#### Check your understanding:
1. According to the article on the winter storm and COVID-19 vaccinations, how much of the country did Winter Storm Uri cover with snow?
2. What is the Spanish translation of this sentence from the article on the winter storm and COVID-19 vaccinations: "Many vaccine distribution centers had to temporarily close their doors last week."
3. Continue the article on how the winter storm slowed COVID-19 vaccine distribution, picking up after its final sentence.

#### Text for analysis:

Benjamin Mateus
Dr. Anthony Fauci, White House Chief Medical Advisor, warned last week that the winter storm which wreaked havoc across most of the contiguous United States, causing massive power outages, has considerably slowed COVID-19 vaccine distribution. In places like Texas, it brought vaccination efforts to a “grinding halt.”
According to the Weather Channel, Winter Storm Uri covered 73 percent of the country with snow, the most widespread coverage in 17 years. Temperatures had plunged close to or below zero degrees Fahrenheit in many places across the South for many days running.
In an interview with Andrea Mitchell on MSNBC, Fauci said, “We’re just going to have to make up for it as soon as the weather lifts a bit, the ice melts, and we can get the trucks and the people out.” This is no small order as millions in Texas continue to lack access to potable water, with homes devastated by backed-up sewage and burst pipes making residences uninhabitable. “It is significant,” Fauci added, “when you have that swath of the country … that is really in many respects immobilized.”
Many vaccine distribution centers had to temporarily close their doors last week. Vaccine shipments had to be delayed. In Texas, the seven-day average of vaccine administration plummeted last week from highs of 150,000-plus jabs per day to just 15,126 doses on February 20. Only 4.5 million of Texas’ 29 million people have received at least one dose. Only a little more than one million have completed their vaccination regimen.

#### Record set:
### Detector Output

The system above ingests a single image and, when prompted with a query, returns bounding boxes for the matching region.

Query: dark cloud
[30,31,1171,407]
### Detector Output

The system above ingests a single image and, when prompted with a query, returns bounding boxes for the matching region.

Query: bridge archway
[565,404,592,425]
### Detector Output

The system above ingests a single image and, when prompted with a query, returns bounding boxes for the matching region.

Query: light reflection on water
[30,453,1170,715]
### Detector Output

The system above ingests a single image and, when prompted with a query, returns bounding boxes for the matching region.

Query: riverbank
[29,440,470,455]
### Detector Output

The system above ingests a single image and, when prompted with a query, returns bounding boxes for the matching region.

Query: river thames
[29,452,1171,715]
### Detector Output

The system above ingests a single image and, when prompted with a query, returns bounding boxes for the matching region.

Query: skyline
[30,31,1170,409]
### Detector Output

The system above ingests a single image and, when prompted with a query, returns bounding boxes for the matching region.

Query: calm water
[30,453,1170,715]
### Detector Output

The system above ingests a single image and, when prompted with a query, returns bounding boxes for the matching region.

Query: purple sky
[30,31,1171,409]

#### Outputs for the tasks:
1. 73 percent

2. Muchos centros de distribución de vacunas tuvieron que cerrar temporalmente sus puertas la semana pasada.

3.
Public health experts project that 75 to 90 percent of the population, roughly 22 million people in Texas, will need to be vaccinated to achieve the herd immunity threshold. Dr. Peter Hotez, a virologist at Baylor College of Medicine, told the Texas Tribune, “Whether it achieves herd immunity or not, we’ve got to vaccinate as many people as possible in a critical period of time to save lives.” The reference here is to the concerns raised by the rising number of the B.1.1.7 variant which originated in the UK and is now spreading broadly in the US and is known to be more transmissible and lethal.
The Washington Post’s COVID vaccination tracker indicated that 44.1 million people had received one or two doses of the vaccine in the US, with 75.2 million doses having been distributed thus far. This represents 13.3 percent of the population that has partially or fully been vaccinated. Because of the winter storm, there has been a 17 percent decrease in vaccinations over the week before, averaging 1.36 million doses per day. On February 22, barely more than a million received a jab.
As the weather begins to warm again, there is a push to catch up with the delays. This week Texas is expected to receive 600,000 first doses, which will then be shipped to hundreds of providers across 230 counties in the state. The state’s health department estimated that the storm had prevented the administration of approximately one million injections.
Infectious disease experts are also worried that the widespread power outages across the state and frigid temperatures may contribute to a new surge in infections. People attempting to find warmth and safety from the hazardous conditions were forced to huddle together in temporary warming centers, providing the coronavirus new avenues to exploit. Others had to take immediate refuge with friends or family. Just before the storm hit, people made a mad dash to overfilled grocery stores for the last loaves of bread or bottles of water sitting on near-empty shelves.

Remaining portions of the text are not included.